**OBJECTIVE**
Take the line containing "white ceiling, and" and every line after it to the end of the material below; reproduce them exactly, without pictures.
begin EXCERPTED DATA
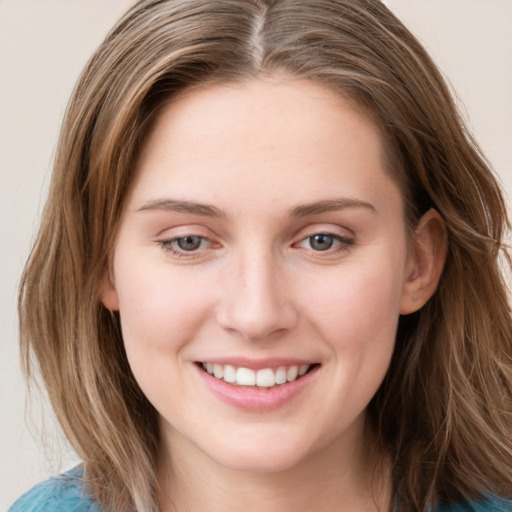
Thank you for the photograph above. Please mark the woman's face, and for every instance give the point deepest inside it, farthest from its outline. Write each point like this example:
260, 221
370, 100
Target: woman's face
262, 239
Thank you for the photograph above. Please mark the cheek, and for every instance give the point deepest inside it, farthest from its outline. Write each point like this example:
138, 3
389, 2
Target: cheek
159, 309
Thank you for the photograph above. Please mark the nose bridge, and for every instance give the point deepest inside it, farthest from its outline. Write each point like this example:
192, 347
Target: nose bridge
257, 302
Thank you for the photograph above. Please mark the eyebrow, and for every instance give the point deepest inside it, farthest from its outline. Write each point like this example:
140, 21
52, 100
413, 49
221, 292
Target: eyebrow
202, 209
331, 205
206, 210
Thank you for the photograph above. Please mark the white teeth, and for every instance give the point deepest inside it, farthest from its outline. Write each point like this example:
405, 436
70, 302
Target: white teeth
229, 373
264, 378
303, 368
292, 373
245, 377
281, 375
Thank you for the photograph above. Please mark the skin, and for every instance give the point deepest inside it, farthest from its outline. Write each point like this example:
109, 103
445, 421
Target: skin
257, 153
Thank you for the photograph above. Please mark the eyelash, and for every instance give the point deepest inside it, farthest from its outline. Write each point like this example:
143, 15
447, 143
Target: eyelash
169, 245
344, 242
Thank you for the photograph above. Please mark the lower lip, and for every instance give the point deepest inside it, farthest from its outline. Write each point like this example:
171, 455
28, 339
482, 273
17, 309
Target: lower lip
254, 399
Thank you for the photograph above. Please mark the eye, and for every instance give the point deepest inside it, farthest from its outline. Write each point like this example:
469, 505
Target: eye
189, 243
326, 242
321, 242
190, 246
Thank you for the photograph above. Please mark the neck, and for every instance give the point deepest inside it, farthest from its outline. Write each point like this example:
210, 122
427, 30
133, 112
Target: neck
342, 476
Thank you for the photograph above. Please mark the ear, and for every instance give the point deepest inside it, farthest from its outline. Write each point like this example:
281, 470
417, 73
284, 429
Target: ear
428, 255
108, 293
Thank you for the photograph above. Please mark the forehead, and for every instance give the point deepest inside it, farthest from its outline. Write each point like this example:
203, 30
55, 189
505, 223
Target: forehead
272, 138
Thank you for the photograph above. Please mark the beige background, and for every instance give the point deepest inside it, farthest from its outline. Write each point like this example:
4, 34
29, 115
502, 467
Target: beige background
44, 45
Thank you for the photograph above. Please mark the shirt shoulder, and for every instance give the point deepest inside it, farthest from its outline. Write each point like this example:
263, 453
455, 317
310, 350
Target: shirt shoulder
62, 493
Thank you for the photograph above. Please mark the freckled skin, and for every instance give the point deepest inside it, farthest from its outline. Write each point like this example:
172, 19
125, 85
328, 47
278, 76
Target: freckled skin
256, 287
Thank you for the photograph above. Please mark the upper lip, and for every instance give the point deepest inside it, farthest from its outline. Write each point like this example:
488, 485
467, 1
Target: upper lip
258, 364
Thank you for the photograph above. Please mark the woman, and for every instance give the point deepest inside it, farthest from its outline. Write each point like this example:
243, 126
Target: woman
268, 273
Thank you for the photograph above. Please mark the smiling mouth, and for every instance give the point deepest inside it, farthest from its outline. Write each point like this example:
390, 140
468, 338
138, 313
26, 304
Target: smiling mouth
265, 378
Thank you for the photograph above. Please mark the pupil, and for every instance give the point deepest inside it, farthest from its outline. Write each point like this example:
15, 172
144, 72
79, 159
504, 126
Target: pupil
189, 243
321, 242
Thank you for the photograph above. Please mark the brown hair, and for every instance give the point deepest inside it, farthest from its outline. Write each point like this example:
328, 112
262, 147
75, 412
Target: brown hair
444, 410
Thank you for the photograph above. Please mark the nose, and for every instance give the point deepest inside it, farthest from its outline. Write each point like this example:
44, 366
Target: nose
256, 302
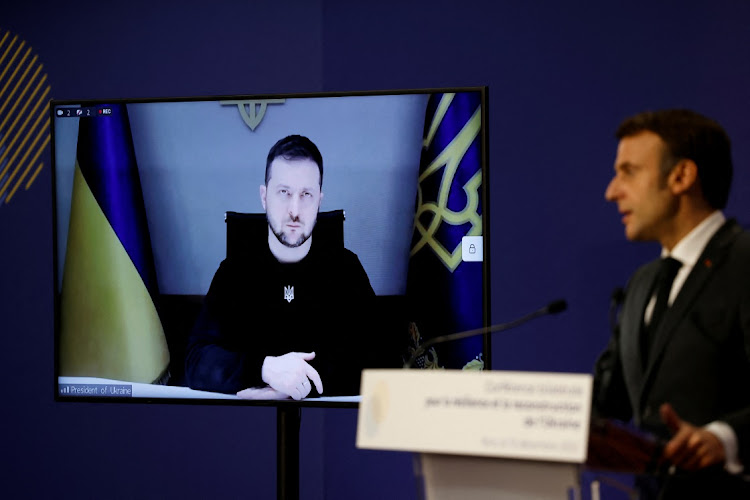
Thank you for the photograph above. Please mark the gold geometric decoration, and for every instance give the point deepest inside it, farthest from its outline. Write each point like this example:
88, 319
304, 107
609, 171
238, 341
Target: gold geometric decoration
252, 111
24, 117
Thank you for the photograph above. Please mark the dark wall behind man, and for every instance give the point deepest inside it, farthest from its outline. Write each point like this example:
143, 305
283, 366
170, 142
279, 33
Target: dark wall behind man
561, 77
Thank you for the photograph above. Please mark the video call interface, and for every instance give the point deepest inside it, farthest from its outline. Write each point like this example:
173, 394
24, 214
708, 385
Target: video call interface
141, 190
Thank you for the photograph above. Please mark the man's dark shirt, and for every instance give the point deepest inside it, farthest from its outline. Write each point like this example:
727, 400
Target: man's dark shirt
258, 307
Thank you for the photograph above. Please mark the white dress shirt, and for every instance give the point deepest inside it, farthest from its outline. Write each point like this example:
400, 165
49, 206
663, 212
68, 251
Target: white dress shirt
688, 250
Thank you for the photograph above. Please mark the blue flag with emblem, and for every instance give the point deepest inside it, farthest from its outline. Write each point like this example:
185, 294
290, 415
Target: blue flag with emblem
109, 325
444, 284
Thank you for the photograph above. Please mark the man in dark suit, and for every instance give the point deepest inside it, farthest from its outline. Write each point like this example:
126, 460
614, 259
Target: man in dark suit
678, 363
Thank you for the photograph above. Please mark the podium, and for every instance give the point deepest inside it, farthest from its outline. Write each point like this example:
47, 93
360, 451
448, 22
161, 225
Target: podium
452, 477
496, 435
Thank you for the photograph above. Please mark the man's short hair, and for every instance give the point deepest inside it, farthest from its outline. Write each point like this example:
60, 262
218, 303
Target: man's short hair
295, 147
689, 135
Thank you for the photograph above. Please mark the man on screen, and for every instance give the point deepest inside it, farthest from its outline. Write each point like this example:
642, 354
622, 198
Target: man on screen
279, 323
678, 362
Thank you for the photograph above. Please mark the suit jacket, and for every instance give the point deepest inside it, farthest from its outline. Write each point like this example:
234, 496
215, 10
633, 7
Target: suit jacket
699, 360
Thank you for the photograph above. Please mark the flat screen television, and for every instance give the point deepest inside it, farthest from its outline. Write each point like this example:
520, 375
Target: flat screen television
153, 196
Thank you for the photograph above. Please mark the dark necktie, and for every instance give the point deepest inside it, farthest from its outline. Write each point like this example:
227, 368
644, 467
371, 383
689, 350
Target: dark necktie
668, 268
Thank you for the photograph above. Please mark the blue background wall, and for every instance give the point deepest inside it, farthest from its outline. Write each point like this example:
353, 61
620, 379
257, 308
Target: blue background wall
560, 78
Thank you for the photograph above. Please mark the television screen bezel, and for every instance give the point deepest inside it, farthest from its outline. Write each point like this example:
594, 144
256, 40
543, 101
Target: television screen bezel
311, 402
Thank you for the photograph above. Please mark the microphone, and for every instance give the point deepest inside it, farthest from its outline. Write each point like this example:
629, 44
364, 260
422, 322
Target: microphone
615, 301
553, 307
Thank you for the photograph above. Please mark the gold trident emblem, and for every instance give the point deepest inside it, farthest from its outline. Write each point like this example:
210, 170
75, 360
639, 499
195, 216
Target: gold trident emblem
447, 162
252, 111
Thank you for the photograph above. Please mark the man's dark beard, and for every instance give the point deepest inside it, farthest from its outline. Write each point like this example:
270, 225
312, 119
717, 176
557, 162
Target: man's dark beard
282, 239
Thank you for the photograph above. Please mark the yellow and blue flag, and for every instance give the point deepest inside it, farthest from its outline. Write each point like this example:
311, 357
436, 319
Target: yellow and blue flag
445, 291
109, 325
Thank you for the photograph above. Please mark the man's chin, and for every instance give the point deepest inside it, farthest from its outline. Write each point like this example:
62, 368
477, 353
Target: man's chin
295, 244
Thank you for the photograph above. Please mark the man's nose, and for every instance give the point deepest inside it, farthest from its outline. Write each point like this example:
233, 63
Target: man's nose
294, 207
612, 191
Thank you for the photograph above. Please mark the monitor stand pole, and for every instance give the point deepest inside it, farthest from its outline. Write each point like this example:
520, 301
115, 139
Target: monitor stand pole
287, 452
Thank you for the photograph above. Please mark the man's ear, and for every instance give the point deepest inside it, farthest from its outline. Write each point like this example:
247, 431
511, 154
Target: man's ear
683, 177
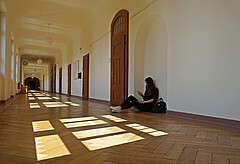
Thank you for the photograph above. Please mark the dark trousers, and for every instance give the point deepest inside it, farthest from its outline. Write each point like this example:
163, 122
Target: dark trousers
133, 101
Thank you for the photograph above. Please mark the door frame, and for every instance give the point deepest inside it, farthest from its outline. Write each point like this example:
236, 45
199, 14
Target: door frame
54, 78
60, 80
85, 96
122, 12
69, 79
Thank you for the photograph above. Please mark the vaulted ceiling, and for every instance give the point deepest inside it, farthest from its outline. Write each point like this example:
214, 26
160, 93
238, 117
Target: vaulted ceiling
64, 21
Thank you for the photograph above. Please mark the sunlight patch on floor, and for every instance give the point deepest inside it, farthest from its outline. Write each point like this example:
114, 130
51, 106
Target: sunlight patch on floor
54, 104
34, 105
48, 147
56, 98
71, 103
39, 126
31, 98
113, 118
97, 132
78, 119
44, 98
104, 142
85, 123
146, 129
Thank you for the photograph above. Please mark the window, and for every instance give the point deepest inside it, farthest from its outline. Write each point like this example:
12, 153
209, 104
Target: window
75, 69
3, 42
119, 25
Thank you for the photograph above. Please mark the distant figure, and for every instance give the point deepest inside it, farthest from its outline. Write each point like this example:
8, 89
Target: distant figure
150, 96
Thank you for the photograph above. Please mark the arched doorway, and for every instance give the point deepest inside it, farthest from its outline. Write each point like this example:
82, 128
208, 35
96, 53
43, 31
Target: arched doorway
119, 57
33, 83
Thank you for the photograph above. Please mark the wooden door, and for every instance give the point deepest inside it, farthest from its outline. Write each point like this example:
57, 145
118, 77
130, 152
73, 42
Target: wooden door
69, 80
43, 83
60, 80
119, 57
85, 91
54, 78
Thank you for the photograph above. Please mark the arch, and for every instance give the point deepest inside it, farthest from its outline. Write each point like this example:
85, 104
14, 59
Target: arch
150, 58
33, 83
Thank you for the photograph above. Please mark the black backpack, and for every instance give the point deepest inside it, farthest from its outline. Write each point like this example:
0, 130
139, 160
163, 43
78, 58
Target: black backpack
159, 107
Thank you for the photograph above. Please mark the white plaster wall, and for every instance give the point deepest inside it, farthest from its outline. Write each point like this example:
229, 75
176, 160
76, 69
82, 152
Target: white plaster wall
99, 69
202, 55
203, 76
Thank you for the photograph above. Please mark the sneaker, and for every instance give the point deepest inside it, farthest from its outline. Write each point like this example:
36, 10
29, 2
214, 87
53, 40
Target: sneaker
116, 109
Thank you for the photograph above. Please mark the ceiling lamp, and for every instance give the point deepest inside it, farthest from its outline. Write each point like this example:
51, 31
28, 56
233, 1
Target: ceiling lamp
49, 40
39, 61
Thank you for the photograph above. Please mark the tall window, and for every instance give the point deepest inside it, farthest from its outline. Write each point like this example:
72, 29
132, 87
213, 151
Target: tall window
12, 59
16, 67
2, 42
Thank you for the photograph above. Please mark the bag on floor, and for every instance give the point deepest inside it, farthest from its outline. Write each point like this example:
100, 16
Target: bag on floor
159, 107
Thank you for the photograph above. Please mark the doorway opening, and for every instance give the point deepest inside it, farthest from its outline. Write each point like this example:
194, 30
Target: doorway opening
119, 57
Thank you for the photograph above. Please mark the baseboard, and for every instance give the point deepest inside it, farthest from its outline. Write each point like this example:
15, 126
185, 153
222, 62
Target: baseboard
206, 120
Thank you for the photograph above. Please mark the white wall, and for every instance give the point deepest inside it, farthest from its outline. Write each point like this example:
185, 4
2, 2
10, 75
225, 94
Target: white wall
191, 48
99, 61
198, 53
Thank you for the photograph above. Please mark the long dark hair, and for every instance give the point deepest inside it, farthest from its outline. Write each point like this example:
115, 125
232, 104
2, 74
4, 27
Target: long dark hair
150, 87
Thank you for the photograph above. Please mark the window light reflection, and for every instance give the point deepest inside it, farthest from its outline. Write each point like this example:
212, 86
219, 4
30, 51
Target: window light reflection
44, 98
48, 147
85, 123
104, 142
56, 98
113, 118
70, 103
148, 130
77, 119
34, 105
39, 126
97, 132
54, 104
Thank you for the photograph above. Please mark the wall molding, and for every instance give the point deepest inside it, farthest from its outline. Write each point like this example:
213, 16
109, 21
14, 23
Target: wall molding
195, 118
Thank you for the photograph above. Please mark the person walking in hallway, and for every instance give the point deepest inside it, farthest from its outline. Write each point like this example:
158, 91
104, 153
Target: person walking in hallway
150, 96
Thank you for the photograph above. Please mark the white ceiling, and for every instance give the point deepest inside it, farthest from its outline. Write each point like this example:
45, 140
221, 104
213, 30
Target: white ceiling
69, 21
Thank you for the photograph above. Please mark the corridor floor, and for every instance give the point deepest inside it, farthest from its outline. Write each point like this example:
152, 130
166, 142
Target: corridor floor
50, 128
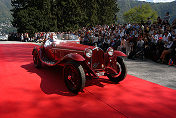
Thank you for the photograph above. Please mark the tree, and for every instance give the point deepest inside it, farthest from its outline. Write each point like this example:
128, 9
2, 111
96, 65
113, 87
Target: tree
140, 13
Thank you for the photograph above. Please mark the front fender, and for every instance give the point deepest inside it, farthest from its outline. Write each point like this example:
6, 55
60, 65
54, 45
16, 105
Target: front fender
74, 56
119, 54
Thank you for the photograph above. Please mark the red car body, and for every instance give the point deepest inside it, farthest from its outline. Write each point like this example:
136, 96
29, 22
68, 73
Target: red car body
89, 60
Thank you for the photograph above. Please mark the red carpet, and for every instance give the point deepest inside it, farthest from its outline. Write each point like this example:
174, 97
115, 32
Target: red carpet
end EXCERPTED DATA
**IN RESPONSE**
Thank you for the photograph above. Please mark the white ceiling, and for every instance give the point deepest inside it, farthest from its outline. Write each point like this example:
45, 140
221, 104
213, 30
Target: white ceiling
69, 21
Thank you for the photograph above. Please mark the corridor floor, and for every instance give the point deepest inside it, farthest from its outline. Write each point like this example:
152, 130
166, 142
Target: corridor floor
50, 128
Thank you for the photograph above. Please mark the tree, and for every instance give the point deepest inside it, farthest from its outline. Write each point like this example:
128, 9
2, 111
96, 65
113, 87
Target: tree
140, 13
Thank you for the photograph above. Please mark the front fender, and for every instance give the point deepest inside it, farthest from its outline. Write each point like this example:
6, 55
60, 65
54, 45
16, 105
Target: front fender
74, 56
119, 54
Thank you for the photograph above. Please mark the red car body, and for every instance give the point deepest inside it, farthest from its outline. Write each point like this example:
136, 96
29, 22
68, 73
Target: red car body
89, 60
Thank you for the photograph above. Please mark the red carpet, and for every instance give the point deepest inside it, farthest from its outline. Write each point like this example:
174, 97
115, 32
Target: red carpet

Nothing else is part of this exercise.